-------- Reading text

RANCHI: Flames and smokes of fire leaping from the earth’s vents or fissures is something that would amaze everyone, but not the residents around India’s primary coal fields that lie in the twin states of Jharkhand and West Bengal.

The latest satellite images show a haze over Jharia and Dhanbad due to mine fires. This is dangerous. By integrating a geological and satellite-derived coal fire map of the Raniganj coal field, it was observed that coal fires detected by remote sensing are spatially associated with intra-formational faults in the dug up crust.

According to the night time thermal data of ASTER (Advance Spaceborne Thermal Emission and Reflection Radiometer), the coal fire map shows that the situation now has turned extremely dangerous needing immediate corrections in the coal seams. But how to do it?


These faults may have played a significant role in supplying oxygen to these coal fires, and allowing them to propagate down depths along the trends of the faultlines.

Mining activities started in this coal belt nearly 175 years back, and people in Jharia first saw coal flames bursting out of the earth’s crust in 1916. These days, as many as 82 coal mine fires in Dhanbad, Jharia and Raniganj are a common sight.

----------------
-------- Available data

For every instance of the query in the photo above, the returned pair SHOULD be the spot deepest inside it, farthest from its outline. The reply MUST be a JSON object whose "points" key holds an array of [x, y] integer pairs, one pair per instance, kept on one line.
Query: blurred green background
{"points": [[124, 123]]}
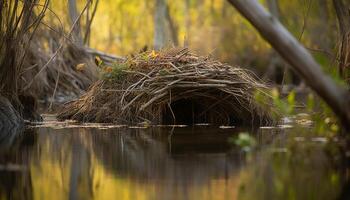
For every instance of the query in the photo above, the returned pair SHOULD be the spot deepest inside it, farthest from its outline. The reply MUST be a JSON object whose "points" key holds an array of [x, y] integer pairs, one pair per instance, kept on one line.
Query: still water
{"points": [[167, 163]]}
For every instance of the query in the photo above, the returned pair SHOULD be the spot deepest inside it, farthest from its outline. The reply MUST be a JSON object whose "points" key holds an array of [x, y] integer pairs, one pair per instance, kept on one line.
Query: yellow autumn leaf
{"points": [[108, 69], [98, 61], [153, 54], [80, 67]]}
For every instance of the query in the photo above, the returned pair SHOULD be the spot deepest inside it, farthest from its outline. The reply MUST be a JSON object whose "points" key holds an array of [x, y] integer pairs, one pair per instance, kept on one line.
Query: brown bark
{"points": [[343, 16], [338, 98]]}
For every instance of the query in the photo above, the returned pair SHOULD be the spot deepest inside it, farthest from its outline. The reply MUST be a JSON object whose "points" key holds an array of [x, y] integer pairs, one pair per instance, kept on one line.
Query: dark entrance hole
{"points": [[190, 111]]}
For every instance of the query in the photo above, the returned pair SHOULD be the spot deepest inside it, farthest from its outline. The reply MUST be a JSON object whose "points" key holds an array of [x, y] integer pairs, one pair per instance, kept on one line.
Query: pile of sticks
{"points": [[152, 81]]}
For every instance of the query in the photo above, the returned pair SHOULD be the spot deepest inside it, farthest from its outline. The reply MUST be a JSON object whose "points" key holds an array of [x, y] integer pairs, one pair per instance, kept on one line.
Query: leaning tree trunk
{"points": [[338, 98], [74, 15], [159, 24], [343, 15]]}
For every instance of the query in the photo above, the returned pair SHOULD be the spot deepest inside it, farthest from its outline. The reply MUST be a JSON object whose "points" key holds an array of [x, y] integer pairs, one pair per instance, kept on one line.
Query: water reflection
{"points": [[165, 163], [125, 164]]}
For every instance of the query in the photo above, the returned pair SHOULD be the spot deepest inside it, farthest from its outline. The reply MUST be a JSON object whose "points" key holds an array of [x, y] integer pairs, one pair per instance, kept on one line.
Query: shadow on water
{"points": [[166, 163]]}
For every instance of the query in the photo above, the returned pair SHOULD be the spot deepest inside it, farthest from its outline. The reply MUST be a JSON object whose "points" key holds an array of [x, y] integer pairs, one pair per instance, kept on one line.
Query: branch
{"points": [[297, 56]]}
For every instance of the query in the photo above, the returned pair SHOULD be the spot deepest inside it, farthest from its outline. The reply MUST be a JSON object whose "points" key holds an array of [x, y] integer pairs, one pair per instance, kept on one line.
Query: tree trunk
{"points": [[73, 13], [159, 24], [297, 56], [343, 16]]}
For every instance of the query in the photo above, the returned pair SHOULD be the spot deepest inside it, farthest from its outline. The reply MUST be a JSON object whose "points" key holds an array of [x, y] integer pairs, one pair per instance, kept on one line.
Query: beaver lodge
{"points": [[173, 86]]}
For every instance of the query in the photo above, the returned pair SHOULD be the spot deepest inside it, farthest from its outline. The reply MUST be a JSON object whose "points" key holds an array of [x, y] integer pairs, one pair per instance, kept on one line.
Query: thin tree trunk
{"points": [[172, 26], [159, 24], [343, 16], [73, 13], [297, 56]]}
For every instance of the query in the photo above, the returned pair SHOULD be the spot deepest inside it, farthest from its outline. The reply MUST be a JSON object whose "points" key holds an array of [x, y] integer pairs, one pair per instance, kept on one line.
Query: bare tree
{"points": [[343, 15], [301, 61], [73, 13], [165, 30], [159, 24]]}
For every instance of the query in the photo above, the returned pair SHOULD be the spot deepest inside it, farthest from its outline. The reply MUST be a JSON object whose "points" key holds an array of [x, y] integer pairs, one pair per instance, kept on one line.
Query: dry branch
{"points": [[150, 86]]}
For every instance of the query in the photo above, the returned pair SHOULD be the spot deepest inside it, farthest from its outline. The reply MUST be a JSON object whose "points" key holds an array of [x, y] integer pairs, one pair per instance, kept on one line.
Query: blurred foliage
{"points": [[125, 26]]}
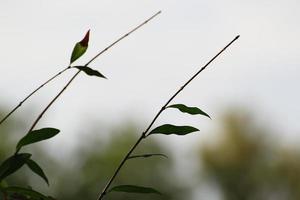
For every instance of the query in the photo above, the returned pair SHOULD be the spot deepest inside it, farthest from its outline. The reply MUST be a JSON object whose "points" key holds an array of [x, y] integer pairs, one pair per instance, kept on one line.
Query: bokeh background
{"points": [[249, 150]]}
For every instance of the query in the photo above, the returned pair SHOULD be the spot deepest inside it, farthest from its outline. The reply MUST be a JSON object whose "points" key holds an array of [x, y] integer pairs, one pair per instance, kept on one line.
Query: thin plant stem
{"points": [[59, 73], [100, 53], [144, 134], [32, 93]]}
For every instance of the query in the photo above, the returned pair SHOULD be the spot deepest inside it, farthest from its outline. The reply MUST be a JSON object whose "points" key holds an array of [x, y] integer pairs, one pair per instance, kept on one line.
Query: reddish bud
{"points": [[85, 41]]}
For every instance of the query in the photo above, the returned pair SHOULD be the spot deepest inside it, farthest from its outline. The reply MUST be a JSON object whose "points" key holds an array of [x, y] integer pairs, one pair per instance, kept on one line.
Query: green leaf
{"points": [[12, 164], [26, 192], [37, 136], [189, 110], [37, 169], [134, 189], [168, 129], [90, 71], [147, 155], [80, 48]]}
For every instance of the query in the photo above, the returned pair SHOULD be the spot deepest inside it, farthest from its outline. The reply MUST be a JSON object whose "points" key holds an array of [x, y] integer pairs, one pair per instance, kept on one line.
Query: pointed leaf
{"points": [[168, 129], [37, 136], [134, 189], [37, 169], [189, 110], [26, 192], [147, 155], [80, 48], [12, 164], [90, 71]]}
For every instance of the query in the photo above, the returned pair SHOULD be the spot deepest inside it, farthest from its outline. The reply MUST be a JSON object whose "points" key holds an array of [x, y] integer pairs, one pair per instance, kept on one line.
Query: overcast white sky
{"points": [[259, 72]]}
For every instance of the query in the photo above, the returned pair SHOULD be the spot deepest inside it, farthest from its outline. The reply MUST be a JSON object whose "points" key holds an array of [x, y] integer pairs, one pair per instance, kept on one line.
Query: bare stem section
{"points": [[90, 61], [32, 93], [144, 134]]}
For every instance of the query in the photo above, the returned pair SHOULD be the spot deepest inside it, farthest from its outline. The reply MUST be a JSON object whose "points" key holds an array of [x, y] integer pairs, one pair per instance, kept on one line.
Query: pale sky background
{"points": [[260, 72]]}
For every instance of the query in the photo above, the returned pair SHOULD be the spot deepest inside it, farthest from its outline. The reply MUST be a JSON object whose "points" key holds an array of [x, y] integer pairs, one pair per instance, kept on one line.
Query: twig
{"points": [[32, 93], [100, 53], [144, 134]]}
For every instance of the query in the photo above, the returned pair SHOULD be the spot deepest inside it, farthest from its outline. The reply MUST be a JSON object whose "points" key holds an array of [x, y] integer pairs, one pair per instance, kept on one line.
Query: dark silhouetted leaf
{"points": [[80, 48], [90, 71], [168, 129], [147, 155], [189, 110], [37, 169], [12, 164], [26, 193], [37, 136], [134, 189]]}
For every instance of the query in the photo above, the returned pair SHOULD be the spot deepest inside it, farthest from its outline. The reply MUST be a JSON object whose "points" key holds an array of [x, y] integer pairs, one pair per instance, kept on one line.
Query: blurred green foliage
{"points": [[84, 174], [246, 163]]}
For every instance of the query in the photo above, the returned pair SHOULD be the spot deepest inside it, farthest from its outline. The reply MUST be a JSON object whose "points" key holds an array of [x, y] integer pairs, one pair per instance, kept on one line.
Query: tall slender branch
{"points": [[100, 53], [144, 134], [32, 93]]}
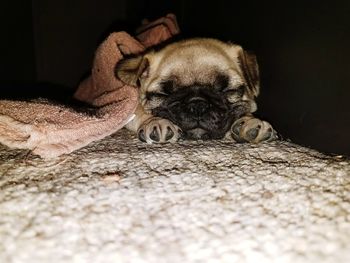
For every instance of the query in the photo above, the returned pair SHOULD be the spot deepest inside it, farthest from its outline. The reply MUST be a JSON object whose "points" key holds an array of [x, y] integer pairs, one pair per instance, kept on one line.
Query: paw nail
{"points": [[169, 134], [141, 136], [252, 133], [154, 135]]}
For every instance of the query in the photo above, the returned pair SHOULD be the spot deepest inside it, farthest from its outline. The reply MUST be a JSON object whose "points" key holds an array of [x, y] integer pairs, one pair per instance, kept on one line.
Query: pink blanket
{"points": [[49, 129]]}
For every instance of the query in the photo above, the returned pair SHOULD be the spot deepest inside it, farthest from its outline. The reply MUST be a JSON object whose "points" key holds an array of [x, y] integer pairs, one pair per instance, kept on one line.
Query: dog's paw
{"points": [[158, 130], [250, 129]]}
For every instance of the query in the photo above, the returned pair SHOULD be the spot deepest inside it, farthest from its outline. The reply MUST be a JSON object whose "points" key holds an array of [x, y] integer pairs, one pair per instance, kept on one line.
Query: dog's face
{"points": [[201, 85]]}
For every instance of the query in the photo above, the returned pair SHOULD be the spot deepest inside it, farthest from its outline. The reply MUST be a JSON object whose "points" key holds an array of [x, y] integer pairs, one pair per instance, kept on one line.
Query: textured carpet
{"points": [[119, 200]]}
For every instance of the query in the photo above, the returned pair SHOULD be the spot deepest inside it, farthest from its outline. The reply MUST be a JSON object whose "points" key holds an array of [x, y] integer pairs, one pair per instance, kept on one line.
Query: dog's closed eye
{"points": [[238, 91]]}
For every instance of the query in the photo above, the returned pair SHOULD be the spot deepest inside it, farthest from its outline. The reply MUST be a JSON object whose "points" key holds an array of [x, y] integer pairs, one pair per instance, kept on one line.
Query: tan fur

----------------

> _Activities_
(A) Translate this sentence from the text on coal fires into Spanish: "These days, as many as 82 coal mine fires in Dhanbad, Jharia and Raniganj are a common sight."
(B) Answer these from the text on coal fires:
(i) Which two states hold India's primary coal fields?
(ii) What do the latest satellite images show over Jharia and Dhanbad?
(iii) In what year did people in Jharia first see coal flames bursting out of the earth's crust?
(C) Retype the stretch of the text on coal fires from "Mining activities started" through "a common sight.".

> _Task solutions_
(A) Hoy en día, hasta 82 incendios en minas de carbón en Dhanbad, Jharia y Raniganj son algo habitual.

(B)
(i) Jharkhand and West Bengal.
(ii) A haze due to mine fires.
(iii) 1916.

(C)
Mining activities started in this coal belt nearly 175 years back, and people in Jharia first saw coal flames bursting out of the earth’s crust in 1916. These days, as many as 82 coal mine fires in Dhanbad, Jharia and Raniganj are a common sight.